> _Problem_
In the lines below, swap "One point per instance" for "A single point for each instance" wherever it occurs and leave everything else as it is.

> _Extracted information_
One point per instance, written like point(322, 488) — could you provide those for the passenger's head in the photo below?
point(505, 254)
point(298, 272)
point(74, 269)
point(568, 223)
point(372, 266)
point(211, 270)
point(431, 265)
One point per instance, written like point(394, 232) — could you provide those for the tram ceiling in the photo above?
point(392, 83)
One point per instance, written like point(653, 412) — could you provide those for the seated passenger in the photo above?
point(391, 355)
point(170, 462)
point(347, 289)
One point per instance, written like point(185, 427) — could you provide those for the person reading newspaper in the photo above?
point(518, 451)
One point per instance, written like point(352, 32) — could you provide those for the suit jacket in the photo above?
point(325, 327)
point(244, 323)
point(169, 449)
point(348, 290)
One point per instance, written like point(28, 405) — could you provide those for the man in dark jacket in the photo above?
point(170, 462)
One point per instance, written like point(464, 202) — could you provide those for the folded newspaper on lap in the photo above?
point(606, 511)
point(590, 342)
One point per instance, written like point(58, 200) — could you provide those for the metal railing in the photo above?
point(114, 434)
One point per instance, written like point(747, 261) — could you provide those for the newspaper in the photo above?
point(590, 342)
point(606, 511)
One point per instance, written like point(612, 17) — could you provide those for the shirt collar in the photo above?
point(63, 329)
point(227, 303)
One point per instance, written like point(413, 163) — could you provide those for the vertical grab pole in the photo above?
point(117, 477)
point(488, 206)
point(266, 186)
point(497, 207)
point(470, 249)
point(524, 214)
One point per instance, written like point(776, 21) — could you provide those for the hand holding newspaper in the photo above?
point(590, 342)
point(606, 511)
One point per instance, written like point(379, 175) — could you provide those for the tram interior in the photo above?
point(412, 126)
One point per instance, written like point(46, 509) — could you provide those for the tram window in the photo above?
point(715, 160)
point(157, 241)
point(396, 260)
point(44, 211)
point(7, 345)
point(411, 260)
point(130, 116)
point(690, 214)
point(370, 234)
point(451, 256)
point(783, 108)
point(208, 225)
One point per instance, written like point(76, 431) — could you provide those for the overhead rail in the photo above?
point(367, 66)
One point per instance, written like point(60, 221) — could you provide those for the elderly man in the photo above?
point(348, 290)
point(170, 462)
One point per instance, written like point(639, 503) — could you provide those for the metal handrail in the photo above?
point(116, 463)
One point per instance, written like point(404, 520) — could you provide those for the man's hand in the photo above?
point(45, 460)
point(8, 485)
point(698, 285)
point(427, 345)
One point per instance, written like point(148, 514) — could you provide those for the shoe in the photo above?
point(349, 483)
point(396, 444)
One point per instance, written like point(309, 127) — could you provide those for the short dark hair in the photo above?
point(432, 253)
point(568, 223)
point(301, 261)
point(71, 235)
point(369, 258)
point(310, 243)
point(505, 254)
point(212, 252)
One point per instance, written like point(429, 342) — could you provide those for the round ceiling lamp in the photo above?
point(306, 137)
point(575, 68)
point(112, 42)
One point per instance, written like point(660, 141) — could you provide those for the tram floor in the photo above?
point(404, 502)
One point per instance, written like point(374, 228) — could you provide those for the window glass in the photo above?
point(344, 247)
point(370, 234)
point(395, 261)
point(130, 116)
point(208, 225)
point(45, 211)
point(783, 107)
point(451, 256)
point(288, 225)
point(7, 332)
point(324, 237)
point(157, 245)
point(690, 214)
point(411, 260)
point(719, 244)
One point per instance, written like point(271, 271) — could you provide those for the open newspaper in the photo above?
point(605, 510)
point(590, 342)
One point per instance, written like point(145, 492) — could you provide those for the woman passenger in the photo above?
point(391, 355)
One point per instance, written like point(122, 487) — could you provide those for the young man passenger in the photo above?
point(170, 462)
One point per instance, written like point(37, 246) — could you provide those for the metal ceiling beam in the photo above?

> _Solved problem_
A single point for each instance, written like point(322, 488) — could you provide those for the passenger's head in the photo below?
point(505, 254)
point(298, 272)
point(74, 269)
point(568, 223)
point(372, 266)
point(211, 270)
point(431, 265)
A single point for each instance, written like point(394, 232) — could you provide those for the tram ceiling in the photo above?
point(392, 83)
A single point for each instance, written like point(653, 412) — could you provide those for the seated passenger in the photo above?
point(391, 355)
point(170, 462)
point(347, 289)
A single point for each instance, written like point(185, 427) — could you provide those for the person reading newspaper in the photo above?
point(518, 451)
A single point for each instance, written like point(352, 32) — could you provide those for the suit jacket in the photo above?
point(325, 327)
point(244, 323)
point(169, 449)
point(348, 290)
A single point for each instance, written like point(28, 405) — could you provide those for the man in dark jacket in the photo above?
point(170, 462)
A single point for each instance, written like point(464, 202) — could you provide those for the folded newspaper on lap in the photo above?
point(606, 511)
point(590, 342)
A single point for each instance, written like point(58, 200) — could you provide those for the metal railing in the photo above?
point(114, 434)
A single point for each instance, written like point(747, 261) — could you provide those for the newspaper in the photo above?
point(590, 342)
point(606, 511)
A single point for each instance, written like point(612, 17) — could you provide those for the shirt collar in the photo above?
point(63, 329)
point(227, 303)
A single point for each instance, written like point(413, 163) — could you provide those for the vertical grab pole in the photo above?
point(117, 477)
point(488, 206)
point(266, 186)
point(497, 207)
point(470, 249)
point(524, 214)
A single point for each instance, written like point(776, 21) — could you provide those for the hand holding newspaper in the photo above?
point(590, 342)
point(606, 511)
A single point for each instance, written like point(379, 175) — could you provide those for the tram interior in the photo above?
point(412, 126)
A single point for each instance, written like point(46, 509) — could you provide those for the tram window in the photo above?
point(715, 160)
point(157, 241)
point(396, 260)
point(44, 211)
point(7, 345)
point(411, 260)
point(130, 116)
point(690, 214)
point(370, 234)
point(451, 256)
point(783, 108)
point(208, 225)
A single point for each instance, written like point(76, 431) — could you provide those for the overhead rail in the photo above?
point(367, 66)
A single point for each instance, written like point(60, 221) — could you provide those for the elderly man in the photo above?
point(348, 290)
point(170, 462)
A single point for each instance, written like point(639, 503) — could you provide those for the metal handrail in the photo above?
point(116, 463)
A single point for each instance, written like point(404, 520) — could you provide those for the man's hand in the photo above?
point(45, 460)
point(8, 485)
point(698, 285)
point(427, 345)
A single point for each instance, written like point(148, 514) — could you provide those for the shoe in the photo above?
point(349, 483)
point(396, 444)
A single point for each instance, written like point(309, 127) — could you provide those for the short dark hair in the photo above?
point(432, 253)
point(568, 223)
point(301, 261)
point(71, 235)
point(369, 258)
point(310, 243)
point(505, 254)
point(212, 252)
A single point for each instance, written like point(429, 342) — could you provide those for the round ceiling lamp in the photo above?
point(306, 137)
point(575, 68)
point(112, 42)
A single point for each instance, written like point(660, 141) — could you provide those for the tram floor in the photo above?
point(404, 502)
A single point for each instance, written like point(374, 228) — could you provide those for the window glass in the photo above?
point(344, 247)
point(370, 234)
point(395, 261)
point(130, 116)
point(208, 225)
point(45, 211)
point(783, 107)
point(451, 256)
point(288, 225)
point(7, 332)
point(324, 237)
point(157, 245)
point(690, 214)
point(411, 260)
point(719, 244)
A single point for each instance, written like point(271, 271) — could you provide those for the open newspaper in the photo above?
point(605, 510)
point(590, 342)
A single point for each instance, written like point(145, 492) — could you provide those for the woman passenger in the photo above?
point(391, 355)
A single point for each instance, written like point(122, 487) — could you provide those for the young man passenger in the photo above?
point(170, 462)
A single point for each instance, written like point(37, 246) — could you provide those for the metal ceiling beam in the photo above?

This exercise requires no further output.